#### Short task
Please copy the rows below without any changes, from the start of the rows down through the line that contains "top-left (555, 355), bottom-right (709, 865)", including both ends.

#### Records for this task
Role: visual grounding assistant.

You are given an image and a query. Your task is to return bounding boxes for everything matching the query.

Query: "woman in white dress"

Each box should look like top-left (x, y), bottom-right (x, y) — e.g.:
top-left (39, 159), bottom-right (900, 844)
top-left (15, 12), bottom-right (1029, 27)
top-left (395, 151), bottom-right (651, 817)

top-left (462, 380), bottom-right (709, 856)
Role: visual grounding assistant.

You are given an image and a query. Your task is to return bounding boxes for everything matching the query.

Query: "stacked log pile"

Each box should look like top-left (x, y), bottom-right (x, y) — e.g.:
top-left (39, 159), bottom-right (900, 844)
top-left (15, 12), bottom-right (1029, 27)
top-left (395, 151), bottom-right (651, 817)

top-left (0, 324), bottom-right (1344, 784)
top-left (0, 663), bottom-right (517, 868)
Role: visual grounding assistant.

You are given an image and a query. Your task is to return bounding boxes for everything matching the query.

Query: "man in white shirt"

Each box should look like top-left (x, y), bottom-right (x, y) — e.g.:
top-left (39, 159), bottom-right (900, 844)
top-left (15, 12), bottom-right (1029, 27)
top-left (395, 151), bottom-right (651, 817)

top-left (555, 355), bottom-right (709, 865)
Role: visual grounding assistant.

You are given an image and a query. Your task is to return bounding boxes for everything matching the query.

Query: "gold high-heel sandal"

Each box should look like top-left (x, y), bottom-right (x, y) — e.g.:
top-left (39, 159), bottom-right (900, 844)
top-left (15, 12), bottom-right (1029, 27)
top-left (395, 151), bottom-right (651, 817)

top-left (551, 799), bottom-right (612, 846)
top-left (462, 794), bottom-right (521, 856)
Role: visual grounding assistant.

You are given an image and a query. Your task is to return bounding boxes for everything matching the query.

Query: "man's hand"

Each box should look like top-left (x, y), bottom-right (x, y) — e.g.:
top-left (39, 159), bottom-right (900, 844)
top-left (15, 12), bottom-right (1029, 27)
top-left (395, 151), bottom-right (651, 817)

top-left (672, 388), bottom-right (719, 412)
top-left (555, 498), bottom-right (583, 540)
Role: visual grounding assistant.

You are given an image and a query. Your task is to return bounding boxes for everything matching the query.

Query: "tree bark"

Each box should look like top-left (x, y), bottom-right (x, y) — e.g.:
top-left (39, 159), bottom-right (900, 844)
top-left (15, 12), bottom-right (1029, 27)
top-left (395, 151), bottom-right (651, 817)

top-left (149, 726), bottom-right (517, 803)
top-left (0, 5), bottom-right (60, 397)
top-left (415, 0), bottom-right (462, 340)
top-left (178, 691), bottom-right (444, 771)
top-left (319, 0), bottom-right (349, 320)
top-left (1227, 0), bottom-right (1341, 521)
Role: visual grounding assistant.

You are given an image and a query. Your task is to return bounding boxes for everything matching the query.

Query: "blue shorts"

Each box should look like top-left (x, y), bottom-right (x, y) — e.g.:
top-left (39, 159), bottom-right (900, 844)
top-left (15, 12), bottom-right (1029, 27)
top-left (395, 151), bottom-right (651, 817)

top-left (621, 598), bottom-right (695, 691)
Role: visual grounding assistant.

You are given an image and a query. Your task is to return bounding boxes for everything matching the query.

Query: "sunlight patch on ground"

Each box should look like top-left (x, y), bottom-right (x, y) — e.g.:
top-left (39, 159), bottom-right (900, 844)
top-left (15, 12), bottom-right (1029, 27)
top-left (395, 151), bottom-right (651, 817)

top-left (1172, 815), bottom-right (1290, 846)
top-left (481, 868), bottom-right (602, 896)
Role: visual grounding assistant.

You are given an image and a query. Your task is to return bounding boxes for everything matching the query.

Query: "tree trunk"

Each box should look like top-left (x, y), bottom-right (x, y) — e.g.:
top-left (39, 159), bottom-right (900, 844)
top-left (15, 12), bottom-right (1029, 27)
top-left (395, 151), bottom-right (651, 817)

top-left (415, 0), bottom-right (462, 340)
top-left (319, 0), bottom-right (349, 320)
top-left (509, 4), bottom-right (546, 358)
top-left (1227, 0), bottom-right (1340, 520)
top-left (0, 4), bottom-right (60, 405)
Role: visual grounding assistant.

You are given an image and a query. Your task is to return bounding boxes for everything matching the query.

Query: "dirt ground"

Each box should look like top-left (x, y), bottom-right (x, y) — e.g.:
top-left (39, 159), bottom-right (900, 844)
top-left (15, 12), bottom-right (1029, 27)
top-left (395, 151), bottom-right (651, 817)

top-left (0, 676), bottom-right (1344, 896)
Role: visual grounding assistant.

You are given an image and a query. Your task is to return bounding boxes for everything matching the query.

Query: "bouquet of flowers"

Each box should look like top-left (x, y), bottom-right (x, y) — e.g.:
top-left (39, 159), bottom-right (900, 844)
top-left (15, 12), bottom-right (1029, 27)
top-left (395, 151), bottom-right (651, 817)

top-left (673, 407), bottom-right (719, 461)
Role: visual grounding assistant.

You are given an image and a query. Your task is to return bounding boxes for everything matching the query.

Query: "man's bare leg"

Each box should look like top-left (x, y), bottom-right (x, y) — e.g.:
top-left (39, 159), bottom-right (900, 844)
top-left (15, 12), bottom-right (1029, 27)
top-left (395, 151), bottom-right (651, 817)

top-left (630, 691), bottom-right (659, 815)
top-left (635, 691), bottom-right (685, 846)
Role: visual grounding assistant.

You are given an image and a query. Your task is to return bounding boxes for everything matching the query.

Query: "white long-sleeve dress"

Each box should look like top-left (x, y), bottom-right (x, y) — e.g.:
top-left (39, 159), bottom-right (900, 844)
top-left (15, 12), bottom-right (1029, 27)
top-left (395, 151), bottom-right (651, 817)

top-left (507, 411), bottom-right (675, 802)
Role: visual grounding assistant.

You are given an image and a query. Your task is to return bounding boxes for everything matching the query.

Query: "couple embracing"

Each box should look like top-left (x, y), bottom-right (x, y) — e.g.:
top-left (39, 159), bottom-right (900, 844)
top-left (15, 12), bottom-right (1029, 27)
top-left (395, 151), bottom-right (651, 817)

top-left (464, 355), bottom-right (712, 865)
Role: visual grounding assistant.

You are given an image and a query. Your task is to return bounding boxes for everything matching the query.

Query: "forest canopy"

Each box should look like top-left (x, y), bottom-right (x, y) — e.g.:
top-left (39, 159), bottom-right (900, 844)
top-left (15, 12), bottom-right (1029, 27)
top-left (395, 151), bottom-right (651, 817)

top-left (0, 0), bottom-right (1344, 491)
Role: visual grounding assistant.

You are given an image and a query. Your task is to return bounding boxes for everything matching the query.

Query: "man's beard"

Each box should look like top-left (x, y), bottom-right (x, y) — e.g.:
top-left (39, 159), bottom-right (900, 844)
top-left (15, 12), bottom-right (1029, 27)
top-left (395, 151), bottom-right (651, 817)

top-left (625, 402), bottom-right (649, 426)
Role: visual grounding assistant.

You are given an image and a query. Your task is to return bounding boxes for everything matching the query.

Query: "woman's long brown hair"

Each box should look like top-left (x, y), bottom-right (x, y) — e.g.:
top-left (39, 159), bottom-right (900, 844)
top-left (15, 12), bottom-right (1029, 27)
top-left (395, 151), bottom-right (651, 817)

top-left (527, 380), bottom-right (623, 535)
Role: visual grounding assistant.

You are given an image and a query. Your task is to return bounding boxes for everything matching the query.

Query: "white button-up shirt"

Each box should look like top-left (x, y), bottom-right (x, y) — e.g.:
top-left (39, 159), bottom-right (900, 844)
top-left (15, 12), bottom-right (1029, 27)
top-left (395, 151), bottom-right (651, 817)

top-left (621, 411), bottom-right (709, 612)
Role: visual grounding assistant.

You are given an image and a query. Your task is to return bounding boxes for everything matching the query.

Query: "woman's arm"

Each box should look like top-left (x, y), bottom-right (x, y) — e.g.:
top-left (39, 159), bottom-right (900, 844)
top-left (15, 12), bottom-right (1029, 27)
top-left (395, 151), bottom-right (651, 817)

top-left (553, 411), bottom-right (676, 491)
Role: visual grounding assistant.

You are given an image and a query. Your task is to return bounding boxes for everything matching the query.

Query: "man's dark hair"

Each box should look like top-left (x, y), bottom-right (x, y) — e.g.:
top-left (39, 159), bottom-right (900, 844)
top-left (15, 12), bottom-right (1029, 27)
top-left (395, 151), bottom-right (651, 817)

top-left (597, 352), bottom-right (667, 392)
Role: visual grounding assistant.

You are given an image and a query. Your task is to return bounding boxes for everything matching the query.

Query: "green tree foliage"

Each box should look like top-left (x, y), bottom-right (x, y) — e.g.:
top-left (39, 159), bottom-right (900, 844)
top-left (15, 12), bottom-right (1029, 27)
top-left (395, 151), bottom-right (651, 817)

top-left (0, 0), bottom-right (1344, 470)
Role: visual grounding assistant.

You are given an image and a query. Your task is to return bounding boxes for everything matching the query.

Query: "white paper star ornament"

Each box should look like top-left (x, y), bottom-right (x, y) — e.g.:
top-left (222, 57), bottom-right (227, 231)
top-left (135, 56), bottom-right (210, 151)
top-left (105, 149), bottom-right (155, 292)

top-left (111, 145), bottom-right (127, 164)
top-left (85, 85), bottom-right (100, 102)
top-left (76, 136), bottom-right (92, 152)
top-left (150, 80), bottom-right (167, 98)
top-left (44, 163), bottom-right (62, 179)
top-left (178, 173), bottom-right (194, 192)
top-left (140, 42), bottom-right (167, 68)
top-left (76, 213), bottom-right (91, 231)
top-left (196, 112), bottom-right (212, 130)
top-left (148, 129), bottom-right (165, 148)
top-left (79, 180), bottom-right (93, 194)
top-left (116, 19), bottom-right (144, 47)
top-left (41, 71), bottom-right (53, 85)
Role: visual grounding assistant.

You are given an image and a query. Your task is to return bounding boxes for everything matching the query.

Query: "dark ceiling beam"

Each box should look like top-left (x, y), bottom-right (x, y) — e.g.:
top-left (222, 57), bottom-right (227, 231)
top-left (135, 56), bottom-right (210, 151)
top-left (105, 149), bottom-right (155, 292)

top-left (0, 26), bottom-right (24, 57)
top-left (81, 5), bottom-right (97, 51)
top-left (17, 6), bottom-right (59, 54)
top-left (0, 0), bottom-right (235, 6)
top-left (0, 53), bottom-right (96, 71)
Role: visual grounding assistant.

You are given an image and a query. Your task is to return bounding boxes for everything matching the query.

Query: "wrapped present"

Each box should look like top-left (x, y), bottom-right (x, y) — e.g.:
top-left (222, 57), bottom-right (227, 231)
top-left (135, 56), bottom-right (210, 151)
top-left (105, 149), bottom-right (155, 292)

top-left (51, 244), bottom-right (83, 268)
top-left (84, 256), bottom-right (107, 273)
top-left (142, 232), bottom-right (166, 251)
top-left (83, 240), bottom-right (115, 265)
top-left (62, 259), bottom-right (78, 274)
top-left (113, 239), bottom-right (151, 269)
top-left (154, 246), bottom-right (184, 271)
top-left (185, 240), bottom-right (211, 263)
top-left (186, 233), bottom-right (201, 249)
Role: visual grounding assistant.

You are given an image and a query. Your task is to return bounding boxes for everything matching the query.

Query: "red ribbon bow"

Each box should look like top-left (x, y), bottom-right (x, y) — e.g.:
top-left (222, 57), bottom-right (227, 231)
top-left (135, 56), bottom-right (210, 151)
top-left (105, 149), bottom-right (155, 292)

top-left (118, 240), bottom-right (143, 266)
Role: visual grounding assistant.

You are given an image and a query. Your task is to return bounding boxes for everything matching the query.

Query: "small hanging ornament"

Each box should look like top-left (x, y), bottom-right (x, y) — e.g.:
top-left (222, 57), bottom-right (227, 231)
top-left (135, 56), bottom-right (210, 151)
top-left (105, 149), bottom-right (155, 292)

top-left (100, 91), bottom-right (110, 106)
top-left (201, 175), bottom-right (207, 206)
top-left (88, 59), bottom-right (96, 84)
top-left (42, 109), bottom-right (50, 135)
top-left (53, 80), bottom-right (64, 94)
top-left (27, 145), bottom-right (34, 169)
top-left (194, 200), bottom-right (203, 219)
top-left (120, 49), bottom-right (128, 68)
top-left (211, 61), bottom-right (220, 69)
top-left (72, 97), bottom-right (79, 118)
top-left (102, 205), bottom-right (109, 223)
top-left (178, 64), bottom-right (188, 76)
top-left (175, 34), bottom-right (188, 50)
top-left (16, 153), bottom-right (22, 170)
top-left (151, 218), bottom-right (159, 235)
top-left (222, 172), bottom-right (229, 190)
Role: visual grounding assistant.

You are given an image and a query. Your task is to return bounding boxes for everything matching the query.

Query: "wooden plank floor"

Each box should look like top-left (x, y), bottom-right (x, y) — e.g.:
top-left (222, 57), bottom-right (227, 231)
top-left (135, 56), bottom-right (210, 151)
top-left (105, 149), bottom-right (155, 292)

#### Task output
Role: visual grounding assistant.

You are given an image and a query. Your task is to return bounding boxes for everything matching the query.

Query: "woman in white dress"

Each box should look like top-left (x, y), bottom-right (x, y) — e.g.:
top-left (39, 159), bottom-right (900, 844)
top-left (15, 12), bottom-right (1029, 27)
top-left (395, 151), bottom-right (651, 817)

top-left (462, 380), bottom-right (709, 856)
Role: visual grounding assistant.

You are given an image and a query. Your task is to return bounding boxes for everything matching the query.

Query: "stacked log pile"

Each box should look like top-left (x, y), bottom-right (x, y) — e.g.:
top-left (39, 159), bottom-right (900, 844)
top-left (15, 12), bottom-right (1029, 27)
top-left (395, 151), bottom-right (651, 817)

top-left (0, 324), bottom-right (1344, 784)
top-left (0, 663), bottom-right (517, 868)
Role: visual grounding assistant.

You are given an image and a query. Your task is to return bounding boxes for everything matching the query.

Query: "man in white shirt"

Each box should look like top-left (x, y), bottom-right (x, y) — e.g.:
top-left (39, 159), bottom-right (900, 844)
top-left (15, 12), bottom-right (1029, 27)
top-left (395, 151), bottom-right (651, 817)

top-left (555, 355), bottom-right (709, 865)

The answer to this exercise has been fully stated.